Job
Select every line in the entries below that contains the word "white", matching case exactly.
[start]
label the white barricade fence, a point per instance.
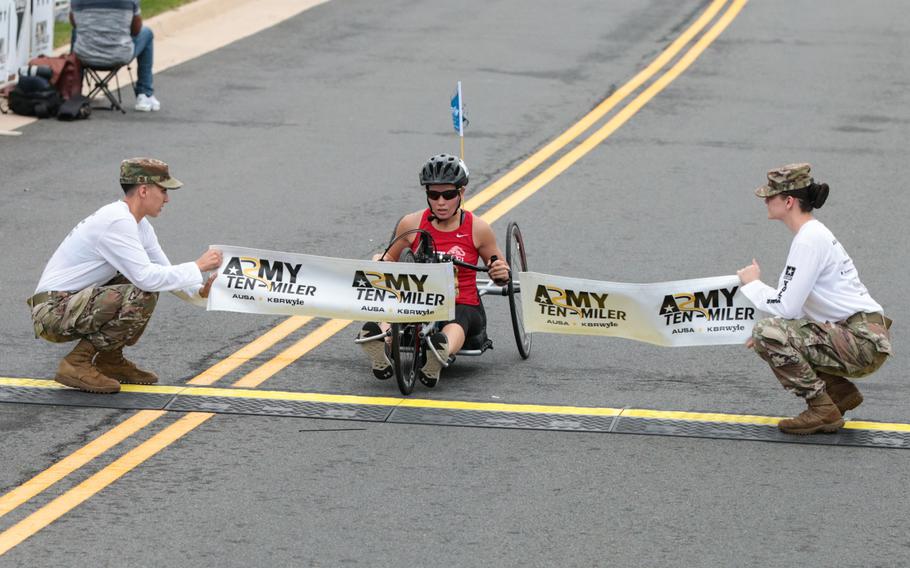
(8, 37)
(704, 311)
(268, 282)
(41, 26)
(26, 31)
[end]
[start]
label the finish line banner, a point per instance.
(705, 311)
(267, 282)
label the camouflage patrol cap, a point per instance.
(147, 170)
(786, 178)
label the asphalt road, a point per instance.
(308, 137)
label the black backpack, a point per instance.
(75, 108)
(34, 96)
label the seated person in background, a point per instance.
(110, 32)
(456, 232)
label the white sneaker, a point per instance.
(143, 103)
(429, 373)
[end]
The response
label the white barricade fence, a point per instance.
label the white sneaker, a point per instance.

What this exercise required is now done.